:: SUPPLIED ENTRIES
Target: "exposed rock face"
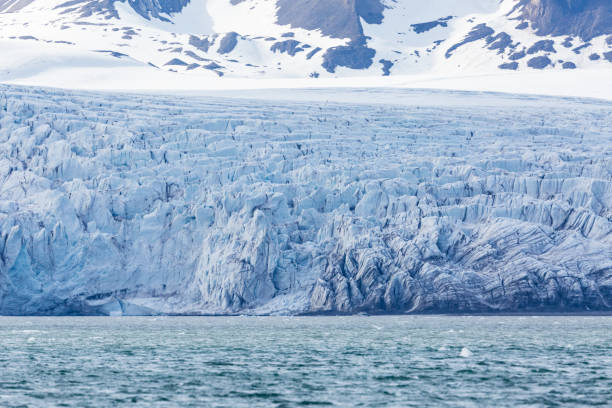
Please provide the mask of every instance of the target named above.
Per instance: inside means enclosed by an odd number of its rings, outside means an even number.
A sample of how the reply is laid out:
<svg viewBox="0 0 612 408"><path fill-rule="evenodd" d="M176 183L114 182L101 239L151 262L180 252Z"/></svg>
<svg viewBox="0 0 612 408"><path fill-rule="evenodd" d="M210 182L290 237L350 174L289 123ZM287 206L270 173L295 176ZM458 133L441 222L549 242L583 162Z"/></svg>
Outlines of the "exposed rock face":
::::
### [TRY IT]
Transcribe each entry above exactly, apart from the pictures.

### [TASK SOLUTION]
Target: "exposed rock face"
Please provide the mask of every instance of the target named above.
Per instance: inside means enclosed by an odd number of its rings, outside means an even number.
A sample of how the reply is laid out:
<svg viewBox="0 0 612 408"><path fill-rule="evenodd" d="M176 183L114 182L101 239L151 262L180 252Z"/></svg>
<svg viewBox="0 0 612 408"><path fill-rule="evenodd" d="M210 182L290 237L350 174L289 123ZM287 206L270 173L295 176ZM458 133L441 222L549 242L583 162Z"/></svg>
Outlines of the "exposed rock face":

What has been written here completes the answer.